■ **Exercise requirements**: All of the data below should be printed again word for word, pictures excluded.

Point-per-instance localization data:
• • • • •

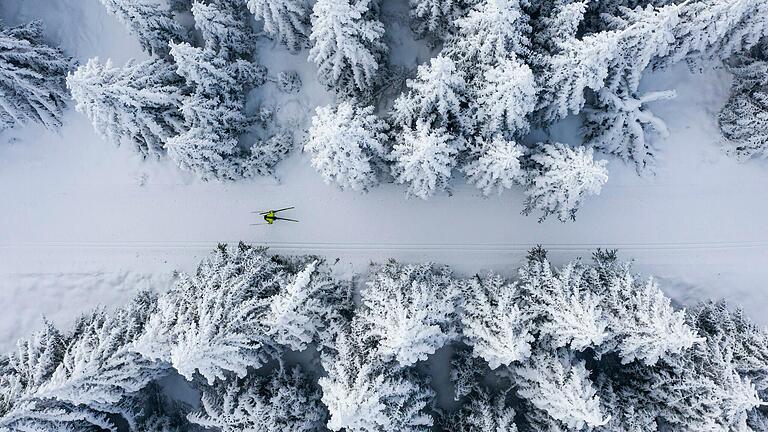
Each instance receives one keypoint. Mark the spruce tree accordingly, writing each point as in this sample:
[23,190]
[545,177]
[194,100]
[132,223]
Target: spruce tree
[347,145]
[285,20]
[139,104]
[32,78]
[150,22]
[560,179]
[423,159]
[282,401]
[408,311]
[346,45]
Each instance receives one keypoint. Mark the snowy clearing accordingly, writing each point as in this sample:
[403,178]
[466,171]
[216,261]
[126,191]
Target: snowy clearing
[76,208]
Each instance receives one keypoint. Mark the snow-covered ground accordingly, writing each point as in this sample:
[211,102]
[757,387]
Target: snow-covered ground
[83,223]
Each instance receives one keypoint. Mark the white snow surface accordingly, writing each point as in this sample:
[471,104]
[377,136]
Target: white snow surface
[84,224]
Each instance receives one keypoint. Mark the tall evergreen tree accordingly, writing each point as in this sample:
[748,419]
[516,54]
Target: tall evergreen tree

• • • • •

■ **Answer to this task**:
Each instance receives one keypoint. Mark the spruce tree accordingly, writing each point as in this sample:
[23,190]
[545,177]
[194,100]
[132,223]
Target: spruce tree
[347,145]
[285,20]
[139,104]
[32,78]
[150,22]
[560,179]
[423,159]
[282,401]
[408,311]
[346,45]
Each instance receives one keypoint. Mark the snowy clearing accordingly, writing each point as in this sample:
[403,178]
[466,171]
[216,261]
[126,191]
Target: snowy clearing
[76,208]
Each instance receives one keypoint. Mark the snow-covered ground accordingly, writing each point as in this sample:
[211,102]
[757,387]
Target: snow-covered ground
[83,223]
Each instance receives one keypoint. Mark the white snow surface accordingly, writing each point as in this sample:
[471,104]
[377,136]
Target: white snow surface
[84,224]
Each instance receives one keypoint. Mark the tall evergreen tree accordingly, writing each point as in this sample:
[748,419]
[516,54]
Target: tall evergreen tree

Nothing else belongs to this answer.